Saved entries:
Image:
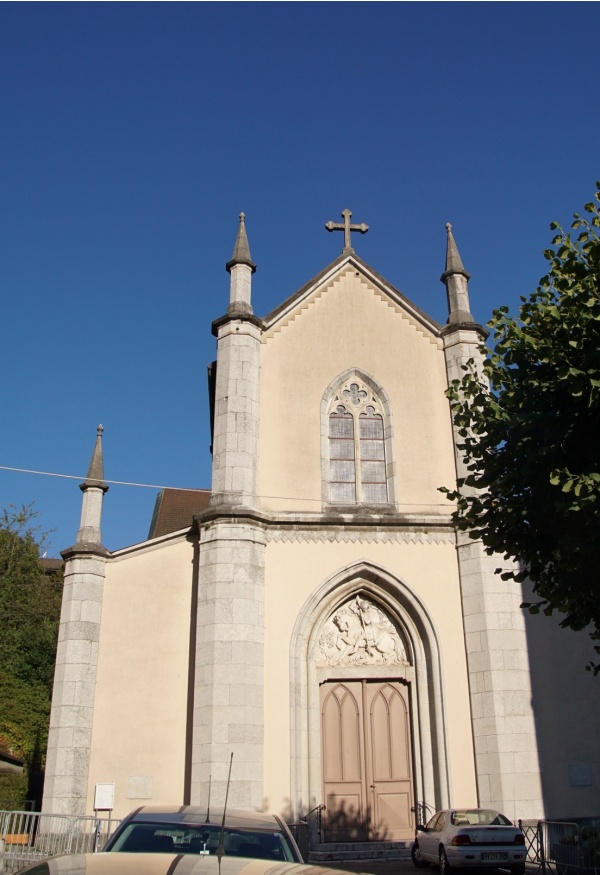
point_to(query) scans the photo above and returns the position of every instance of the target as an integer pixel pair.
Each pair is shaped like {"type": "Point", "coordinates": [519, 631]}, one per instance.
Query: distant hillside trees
{"type": "Point", "coordinates": [30, 600]}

WORK TO COMPLETE: Provide an exact copy of the records, excluding every picture.

EXERCISE OUTPUT:
Image:
point_to(query) scans the photo above and returns the position of every instance of the target as an integer pixel pair.
Each pair is shaped like {"type": "Point", "coordinates": [519, 631]}, one per instance.
Query: distant hillside trees
{"type": "Point", "coordinates": [30, 600]}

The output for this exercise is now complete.